- Consigne 1
Repérez dans les enregistrements ci-dessous chaque ligne qui contient le mot "skyline", puis recopiez-la. Tenez compte des majuscules et des minuscules.

- Extrait du document
● ● ● ●

Avoir recours à la prorogation pour museler un Parlement récalcitrant est illégitime.

[Français]

     Par conséquent, les tribunaux considéreraient qu'elle est illégale. Dans le cas du Brexit, la Cour suprême a invalidé la prorogation et le Parlement a dû siéger.
    Maintenant, nous ne savons pas comment une telle décision sera intégrée au Canada. Nous avons des précédents. L'arrêt Khadr reconnaît que les prérogatives de la Couronne, même en matière de relations internationales, peuvent être révisées par les tribunaux. Il y a donc un risque. Si l'offre de raisons par la suite, au retour d'une prorogation, permet d'expliquer une certaine transparence, elle ne résout pas tous les problèmes.
    Dans un deuxième temps, je veux vous proposer une solution pour diminuer le risque d'imbroglio que l'on connaît. Elle repose sur le fait que le gouverneur général n'est lié par l'avis du premier ministre que si celui-ci possède la confiance de la Chambre. Or c'est la Chambre qui détermine si le premier ministre a sa confiance, et non l'inverse. C'est la Chambre qui est maîtresse des décisions qu'elle prendra quant à savoir si le gouvernement a toujours sa confiance.

● ● ● ●

- Données fournies
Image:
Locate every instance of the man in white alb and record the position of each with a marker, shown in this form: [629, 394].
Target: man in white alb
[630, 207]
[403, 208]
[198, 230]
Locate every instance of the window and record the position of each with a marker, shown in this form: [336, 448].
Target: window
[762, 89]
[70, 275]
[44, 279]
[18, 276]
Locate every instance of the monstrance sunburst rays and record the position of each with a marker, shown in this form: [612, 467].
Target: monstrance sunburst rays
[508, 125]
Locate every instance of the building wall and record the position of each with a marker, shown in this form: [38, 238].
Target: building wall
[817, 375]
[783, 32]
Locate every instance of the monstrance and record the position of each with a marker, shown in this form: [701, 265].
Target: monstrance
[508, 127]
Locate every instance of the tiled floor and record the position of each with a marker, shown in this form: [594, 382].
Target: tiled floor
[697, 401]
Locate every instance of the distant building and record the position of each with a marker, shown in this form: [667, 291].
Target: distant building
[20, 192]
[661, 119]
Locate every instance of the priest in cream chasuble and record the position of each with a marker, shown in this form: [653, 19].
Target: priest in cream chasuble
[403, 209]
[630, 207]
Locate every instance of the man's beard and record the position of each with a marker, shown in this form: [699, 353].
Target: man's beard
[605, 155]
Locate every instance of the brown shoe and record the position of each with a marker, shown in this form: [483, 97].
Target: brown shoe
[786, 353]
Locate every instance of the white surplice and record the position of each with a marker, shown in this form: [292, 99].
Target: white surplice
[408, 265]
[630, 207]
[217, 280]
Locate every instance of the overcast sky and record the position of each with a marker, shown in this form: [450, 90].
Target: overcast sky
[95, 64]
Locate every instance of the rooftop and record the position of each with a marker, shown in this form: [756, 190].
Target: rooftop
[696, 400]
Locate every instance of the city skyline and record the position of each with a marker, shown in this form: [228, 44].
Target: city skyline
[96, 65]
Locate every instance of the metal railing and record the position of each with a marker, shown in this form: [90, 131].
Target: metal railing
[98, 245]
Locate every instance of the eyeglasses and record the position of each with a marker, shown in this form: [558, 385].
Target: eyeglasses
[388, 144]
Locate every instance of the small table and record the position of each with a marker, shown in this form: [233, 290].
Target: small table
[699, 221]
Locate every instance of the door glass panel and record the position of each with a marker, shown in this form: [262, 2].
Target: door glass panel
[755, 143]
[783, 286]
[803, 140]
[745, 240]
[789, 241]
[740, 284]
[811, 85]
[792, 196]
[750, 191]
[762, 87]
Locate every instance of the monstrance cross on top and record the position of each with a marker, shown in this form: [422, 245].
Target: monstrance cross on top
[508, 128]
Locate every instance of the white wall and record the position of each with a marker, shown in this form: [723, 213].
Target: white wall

● ● ● ●

- Consigne 2
D'après l'extrait du document, qu'a fait la Cour suprême dans le cas du Brexit ?

- Réponse complète 1
Locate every instance of the city skyline and record the position of each with a marker, shown in this form: [228, 44].
Target: city skyline

- Réponse complète 2
Elle a invalidé la prorogation, et le Parlement a dû siéger.